Goal of the exercise ▸
Copy, word for word, the stretch of the RightCalc performance-testing text from "Prior to launch, we" through "ServiceMon.".

Text section ▸
-*-
Introduction
Earlier in the year the software
company I work for, released RightCalc, a solution designed to enable insurance companies to centrally manage their prices.
Prior to launch, we needed to be sure that the system could handle the anticipated
traffic whilst still responding to the majority of requests in an acceptable time.
Failure to do so could result in restless customers and lost sales for the insurance
companies. This requirement brought about the development of
ServiceMon.
Background
Before running any performance tests it's crucial to understand what is trying to
be achieved by building up a realistic picture of how the service will be used.
In the case of RightCalc, we were fortunate to get a consensus on performance targets
early on in the development of the system. These are the benchmarks we agreed:
1. Typical load testing
The system must handle a typical load of 3 requests per second
and continue to deliver respectable response times of 50ms or less,
for 99% or more requests. We anticipated this would be sufficient
for the first few months after the system was launched.
-*-
Provided data ▸

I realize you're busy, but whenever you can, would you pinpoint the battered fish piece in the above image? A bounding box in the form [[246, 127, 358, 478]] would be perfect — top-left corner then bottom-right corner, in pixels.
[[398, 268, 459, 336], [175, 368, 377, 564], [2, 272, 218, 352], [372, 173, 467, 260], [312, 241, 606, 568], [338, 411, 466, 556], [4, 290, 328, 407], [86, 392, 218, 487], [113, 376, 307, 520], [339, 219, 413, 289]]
-*-
Problem solution ▸
Prior to launch, we needed to be sure that the system could handle the anticipated
traffic whilst still responding to the majority of requests in an acceptable time.
Failure to do so could result in restless customers and lost sales for the insurance
companies. This requirement brought about the development of
ServiceMon.